Among the entries below, extract exactly the lines that run from the one with "point: steel lattice" through the one with "point: concrete pier", both ends included.

> **DATA FOR REVIEW**

□ □ □ □

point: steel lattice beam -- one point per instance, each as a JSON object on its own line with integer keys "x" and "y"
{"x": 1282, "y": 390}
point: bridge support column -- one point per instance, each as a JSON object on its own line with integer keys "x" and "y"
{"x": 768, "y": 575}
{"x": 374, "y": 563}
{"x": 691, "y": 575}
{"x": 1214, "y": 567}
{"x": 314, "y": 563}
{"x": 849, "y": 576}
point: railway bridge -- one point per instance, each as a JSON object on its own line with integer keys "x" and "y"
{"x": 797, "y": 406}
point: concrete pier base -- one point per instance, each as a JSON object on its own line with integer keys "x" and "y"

□ □ □ □

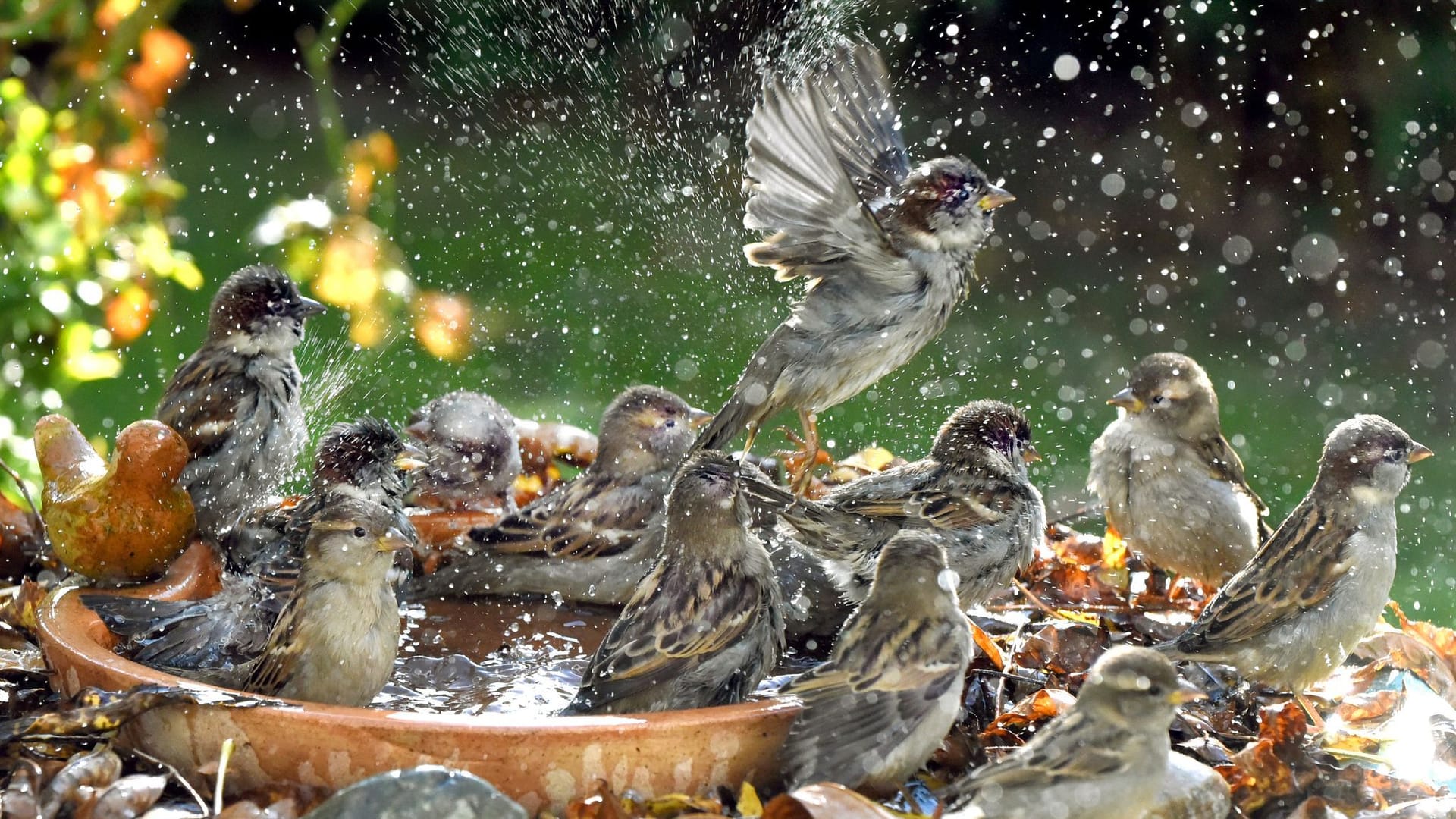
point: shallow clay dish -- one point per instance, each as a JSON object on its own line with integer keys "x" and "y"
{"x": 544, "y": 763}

□ □ □ □

> **RESULT FOR THIS TASK**
point: steel lattice beam -- one point per instance, each as a JSON object on its own line with integer keys "x" and "y"
{"x": 1282, "y": 390}
point: bridge support column -- one point per instance, each as a JSON object on its own line with integer keys "x" and "y"
{"x": 768, "y": 575}
{"x": 374, "y": 563}
{"x": 691, "y": 575}
{"x": 1214, "y": 567}
{"x": 314, "y": 563}
{"x": 849, "y": 576}
point: railway bridge -- one point per instance, each as a JSON object on its own line with integer keys "x" and "y"
{"x": 797, "y": 406}
point: concrete pier base -- one point per instance, each as a JSON object on its own line with integer keys "x" and "y"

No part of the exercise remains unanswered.